(Excerpts of location labeling data)
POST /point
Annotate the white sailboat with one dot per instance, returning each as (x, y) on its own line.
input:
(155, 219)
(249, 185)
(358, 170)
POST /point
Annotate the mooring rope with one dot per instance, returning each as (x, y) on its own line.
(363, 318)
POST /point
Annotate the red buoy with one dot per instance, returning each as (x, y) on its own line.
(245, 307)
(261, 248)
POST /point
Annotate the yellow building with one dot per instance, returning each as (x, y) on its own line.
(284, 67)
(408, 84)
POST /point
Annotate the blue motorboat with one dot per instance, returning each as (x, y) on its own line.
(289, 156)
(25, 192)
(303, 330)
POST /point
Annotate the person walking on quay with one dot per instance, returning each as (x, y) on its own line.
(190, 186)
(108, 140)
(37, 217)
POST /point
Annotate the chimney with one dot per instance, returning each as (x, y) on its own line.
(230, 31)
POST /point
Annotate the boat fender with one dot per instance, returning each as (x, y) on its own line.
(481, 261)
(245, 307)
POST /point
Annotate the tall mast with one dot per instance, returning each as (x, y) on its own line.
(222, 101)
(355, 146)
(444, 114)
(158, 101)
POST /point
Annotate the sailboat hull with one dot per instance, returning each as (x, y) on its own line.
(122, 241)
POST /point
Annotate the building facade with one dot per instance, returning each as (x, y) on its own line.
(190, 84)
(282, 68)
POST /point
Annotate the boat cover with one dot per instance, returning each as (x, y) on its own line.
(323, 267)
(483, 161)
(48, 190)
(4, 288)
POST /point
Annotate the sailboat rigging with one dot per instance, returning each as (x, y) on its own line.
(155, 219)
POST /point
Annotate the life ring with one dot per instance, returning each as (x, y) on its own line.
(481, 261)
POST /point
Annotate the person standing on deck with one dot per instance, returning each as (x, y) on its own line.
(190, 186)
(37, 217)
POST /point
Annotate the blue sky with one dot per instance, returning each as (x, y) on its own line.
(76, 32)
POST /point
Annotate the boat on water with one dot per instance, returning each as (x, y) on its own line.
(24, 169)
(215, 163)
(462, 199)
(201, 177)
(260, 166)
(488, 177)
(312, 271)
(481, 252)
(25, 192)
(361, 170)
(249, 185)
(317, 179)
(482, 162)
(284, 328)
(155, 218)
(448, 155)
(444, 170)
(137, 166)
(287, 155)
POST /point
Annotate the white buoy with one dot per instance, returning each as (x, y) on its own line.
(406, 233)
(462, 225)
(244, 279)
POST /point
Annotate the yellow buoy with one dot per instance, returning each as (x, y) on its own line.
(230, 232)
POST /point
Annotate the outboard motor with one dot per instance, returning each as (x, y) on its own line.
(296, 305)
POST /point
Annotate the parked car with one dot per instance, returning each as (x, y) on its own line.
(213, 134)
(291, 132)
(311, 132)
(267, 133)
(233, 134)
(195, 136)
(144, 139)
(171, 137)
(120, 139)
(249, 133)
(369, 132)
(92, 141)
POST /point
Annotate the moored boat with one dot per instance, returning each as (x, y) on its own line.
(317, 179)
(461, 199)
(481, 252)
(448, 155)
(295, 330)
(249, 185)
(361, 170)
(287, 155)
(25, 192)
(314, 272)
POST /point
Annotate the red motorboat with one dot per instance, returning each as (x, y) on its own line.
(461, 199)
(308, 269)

Work required -> Return each line from the rows above that contains the word "building", reproduced in full.

Written response ->
Annotate the yellow building with one dot per instance, returning each as (x, y) on its own line.
Annotate the building facade with one dot per instance, returning each as (x, y) on its own line.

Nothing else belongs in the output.